Directions for this task → Every record below should be printed again exactly, with its pictures removed.

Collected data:
+ + + + + + +

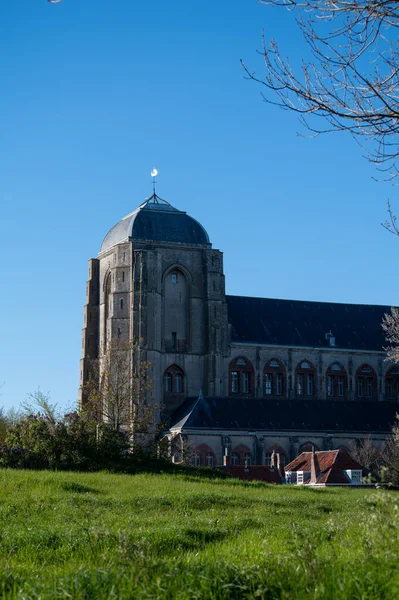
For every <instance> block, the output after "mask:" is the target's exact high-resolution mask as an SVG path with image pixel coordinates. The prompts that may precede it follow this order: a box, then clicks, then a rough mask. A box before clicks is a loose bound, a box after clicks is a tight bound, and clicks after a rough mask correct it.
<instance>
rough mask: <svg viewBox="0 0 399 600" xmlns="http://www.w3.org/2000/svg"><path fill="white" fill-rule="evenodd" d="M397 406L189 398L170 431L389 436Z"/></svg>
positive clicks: (387, 403) (170, 426)
mask: <svg viewBox="0 0 399 600" xmlns="http://www.w3.org/2000/svg"><path fill="white" fill-rule="evenodd" d="M397 410H398V407H397V404H394V403H388V402H356V401H352V402H333V401H331V400H313V401H312V400H309V401H306V400H268V399H264V398H202V397H199V398H187V399H186V400H185V401H184V402H183V403H182V404H181V405H180V406H179V407H178V408H177V409H176V411H175V412H174V413H173V414H172V416H171V418H170V425H169V428H171V429H172V428H173V429H179V430H182V431H187V432H189V431H190V430H201V429H202V430H205V431H211V430H215V429H217V430H220V429H221V430H228V431H235V430H241V431H242V430H244V431H273V432H274V431H275V432H280V431H320V432H331V433H334V432H335V431H339V432H354V433H371V432H373V433H381V434H387V433H389V432H390V430H391V427H392V425H393V423H394V422H395V418H396V412H397Z"/></svg>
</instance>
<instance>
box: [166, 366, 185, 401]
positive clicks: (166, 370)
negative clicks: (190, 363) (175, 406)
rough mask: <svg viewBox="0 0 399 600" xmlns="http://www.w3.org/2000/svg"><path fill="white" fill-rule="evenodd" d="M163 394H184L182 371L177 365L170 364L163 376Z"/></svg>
mask: <svg viewBox="0 0 399 600" xmlns="http://www.w3.org/2000/svg"><path fill="white" fill-rule="evenodd" d="M163 390H164V394H172V395H176V394H177V395H179V394H181V395H182V394H184V373H183V370H182V369H181V368H180V367H179V366H178V365H171V366H170V367H169V368H168V369H167V370H166V371H165V374H164V376H163Z"/></svg>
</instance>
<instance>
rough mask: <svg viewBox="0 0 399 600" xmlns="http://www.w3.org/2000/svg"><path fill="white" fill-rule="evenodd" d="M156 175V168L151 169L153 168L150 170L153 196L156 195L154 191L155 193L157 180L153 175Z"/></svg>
mask: <svg viewBox="0 0 399 600" xmlns="http://www.w3.org/2000/svg"><path fill="white" fill-rule="evenodd" d="M157 175H158V171H157V169H153V170H152V171H151V177H152V194H153V196H155V197H156V193H155V184H156V182H157V180H156V179H155V177H156V176H157Z"/></svg>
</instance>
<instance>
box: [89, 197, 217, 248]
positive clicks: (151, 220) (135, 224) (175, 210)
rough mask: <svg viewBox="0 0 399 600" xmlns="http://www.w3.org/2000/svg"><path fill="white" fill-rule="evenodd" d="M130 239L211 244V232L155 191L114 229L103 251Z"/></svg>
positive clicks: (192, 243)
mask: <svg viewBox="0 0 399 600" xmlns="http://www.w3.org/2000/svg"><path fill="white" fill-rule="evenodd" d="M129 240H147V241H156V242H172V243H181V244H207V245H208V244H210V241H209V237H208V234H207V232H206V231H205V229H204V228H203V227H202V225H200V223H198V221H196V220H195V219H193V218H192V217H190V216H189V215H188V214H187V213H185V212H184V211H181V210H178V209H177V208H174V207H173V206H172V205H171V204H169V202H166V200H162V198H160V197H159V196H157V195H156V194H155V193H154V194H153V195H152V196H151V197H150V198H147V200H145V202H143V204H141V205H140V206H139V207H138V208H137V209H136V210H135V211H134V212H132V213H130V215H127V216H126V217H124V218H123V219H122V220H121V221H119V223H117V224H116V225H114V227H112V229H110V231H109V232H108V233H107V235H106V236H105V238H104V241H103V243H102V245H101V250H100V254H101V253H102V252H105V251H106V250H108V249H109V248H112V246H116V245H117V244H121V243H123V242H127V241H129Z"/></svg>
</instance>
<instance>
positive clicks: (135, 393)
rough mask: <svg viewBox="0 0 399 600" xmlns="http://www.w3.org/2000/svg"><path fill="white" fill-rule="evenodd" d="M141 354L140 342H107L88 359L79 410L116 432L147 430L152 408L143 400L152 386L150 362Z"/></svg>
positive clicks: (145, 401)
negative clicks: (82, 397)
mask: <svg viewBox="0 0 399 600" xmlns="http://www.w3.org/2000/svg"><path fill="white" fill-rule="evenodd" d="M142 355H143V348H142V345H141V344H140V342H133V343H132V342H126V341H124V340H120V339H116V340H112V341H110V342H109V343H108V345H107V347H106V349H105V350H103V351H101V352H100V356H99V358H98V359H96V360H94V361H93V362H92V365H91V370H90V377H89V381H88V383H87V384H86V386H85V390H84V392H85V397H86V401H85V402H84V404H83V406H82V411H83V413H84V414H86V415H88V416H89V417H90V418H92V419H93V420H94V421H95V422H97V423H104V422H105V423H107V424H108V425H109V426H110V427H112V428H113V429H115V430H116V431H119V430H121V429H124V430H126V431H129V433H130V434H131V435H132V436H134V435H135V434H139V433H142V432H146V431H148V429H149V428H150V427H151V426H152V425H153V420H154V410H155V407H154V406H149V405H148V403H147V393H148V391H149V390H150V389H151V387H152V381H151V377H150V375H149V370H150V368H151V363H150V362H149V361H147V360H144V359H143V358H142ZM136 437H137V435H136Z"/></svg>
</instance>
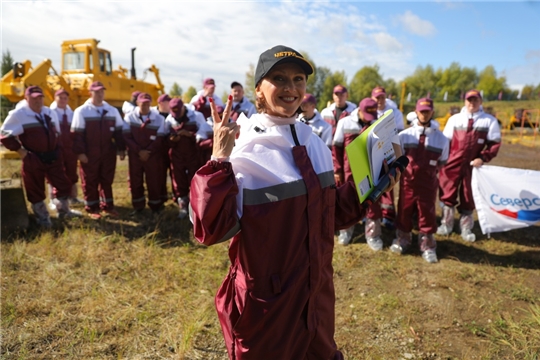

+ + + + + + +

Task result →
For every <instance> block, the output after "mask:" is the target's exact high-resolution mask as an SVG path with image pixel coordinates. The prompts that may precede it follow this order: a box, then clicks, then a rough mask. A box before clicks is a loose bound, a box after clicks is a tight bound, and clicks after a rough mask correct it.
<instance>
rough mask: <svg viewBox="0 0 399 600" xmlns="http://www.w3.org/2000/svg"><path fill="white" fill-rule="evenodd" d="M397 406L189 398L170 431L389 436Z"/></svg>
positive clicks: (387, 403) (170, 426)
mask: <svg viewBox="0 0 399 600" xmlns="http://www.w3.org/2000/svg"><path fill="white" fill-rule="evenodd" d="M397 410H398V407H397V404H394V403H388V402H356V401H352V402H333V401H331V400H313V401H312V400H309V401H306V400H268V399H264V398H202V397H199V398H187V399H186V400H185V401H184V402H183V403H182V404H181V405H180V406H179V407H178V408H177V409H176V411H175V412H174V413H173V414H172V416H171V418H170V425H169V428H171V429H172V428H173V429H179V430H182V431H187V432H189V431H190V430H201V429H202V430H205V431H211V430H215V429H217V430H220V429H221V430H228V431H235V430H241V431H242V430H244V431H273V432H274V431H275V432H280V431H320V432H331V433H334V432H335V431H339V432H354V433H371V432H373V433H381V434H387V433H389V432H390V430H391V427H392V425H393V423H394V422H395V418H396V412H397Z"/></svg>
</instance>
<instance>
box: [166, 366, 185, 401]
positive clicks: (166, 370)
negative clicks: (190, 363) (175, 406)
rough mask: <svg viewBox="0 0 399 600" xmlns="http://www.w3.org/2000/svg"><path fill="white" fill-rule="evenodd" d="M163 394H184L182 371L177 365L170 364L163 376Z"/></svg>
mask: <svg viewBox="0 0 399 600" xmlns="http://www.w3.org/2000/svg"><path fill="white" fill-rule="evenodd" d="M163 390H164V394H172V395H176V394H177V395H179V394H181V395H182V394H184V373H183V370H182V369H181V368H180V367H179V366H178V365H171V366H170V367H169V368H168V369H167V370H166V371H165V374H164V376H163Z"/></svg>
</instance>
<instance>
rough mask: <svg viewBox="0 0 399 600" xmlns="http://www.w3.org/2000/svg"><path fill="white" fill-rule="evenodd" d="M156 175V168L151 169L153 168L150 170L153 196L156 195L154 191L155 193L157 180L153 175Z"/></svg>
mask: <svg viewBox="0 0 399 600" xmlns="http://www.w3.org/2000/svg"><path fill="white" fill-rule="evenodd" d="M157 175H158V171H157V169H153V170H152V171H151V177H152V194H153V196H155V197H156V193H155V184H156V182H157V180H156V179H155V177H156V176H157Z"/></svg>
</instance>
<instance>
box: [89, 197, 217, 248]
positive clicks: (151, 220) (135, 224) (175, 210)
rough mask: <svg viewBox="0 0 399 600" xmlns="http://www.w3.org/2000/svg"><path fill="white" fill-rule="evenodd" d="M130 239L211 244V232L155 191L114 229L103 251Z"/></svg>
positive clicks: (192, 243)
mask: <svg viewBox="0 0 399 600" xmlns="http://www.w3.org/2000/svg"><path fill="white" fill-rule="evenodd" d="M129 240H147V241H156V242H172V243H181V244H207V245H208V244H210V241H209V237H208V234H207V232H206V231H205V229H204V228H203V227H202V225H200V223H198V221H196V220H195V219H193V218H192V217H190V216H189V215H188V214H187V213H185V212H184V211H181V210H178V209H177V208H174V207H173V206H172V205H171V204H169V202H166V200H162V198H160V197H159V196H157V195H156V194H155V193H154V194H153V195H152V196H151V197H150V198H147V200H145V202H143V204H141V205H140V206H139V207H138V208H137V209H136V210H135V211H134V212H132V213H130V215H127V216H126V217H124V218H123V219H122V220H121V221H119V223H117V224H116V225H114V227H112V229H110V231H109V232H108V233H107V235H106V236H105V238H104V241H103V243H102V245H101V250H100V254H101V253H102V252H105V251H106V250H108V249H109V248H112V246H116V245H117V244H121V243H123V242H127V241H129Z"/></svg>
</instance>
<instance>
positive clicks: (135, 393)
rough mask: <svg viewBox="0 0 399 600" xmlns="http://www.w3.org/2000/svg"><path fill="white" fill-rule="evenodd" d="M141 354L140 342H107L88 359L79 410L116 432L147 430L152 408L143 400L152 386L150 362Z"/></svg>
positive clicks: (145, 401)
negative clicks: (82, 397)
mask: <svg viewBox="0 0 399 600" xmlns="http://www.w3.org/2000/svg"><path fill="white" fill-rule="evenodd" d="M142 355H143V348H142V345H141V344H140V342H133V343H132V342H126V341H124V340H120V339H116V340H112V341H110V342H109V343H108V345H107V347H106V349H105V350H103V351H101V352H100V356H99V358H98V359H96V360H94V361H93V362H92V365H91V370H90V377H89V381H88V383H87V384H86V386H85V390H84V392H85V397H86V401H85V402H84V404H83V406H82V411H83V413H84V414H86V415H88V416H89V417H90V418H92V419H93V420H94V421H95V422H97V423H104V422H105V423H107V424H108V425H109V426H110V427H112V428H113V429H115V430H116V431H119V430H121V429H124V430H126V431H129V433H130V434H131V435H132V436H134V435H135V434H139V433H142V432H146V431H148V429H149V428H150V427H151V426H152V425H153V420H154V410H155V407H154V406H149V405H148V403H147V393H148V391H149V390H150V389H151V387H152V381H151V377H150V375H149V370H150V368H151V363H150V362H149V361H147V360H144V359H143V358H142ZM136 437H137V435H136Z"/></svg>
</instance>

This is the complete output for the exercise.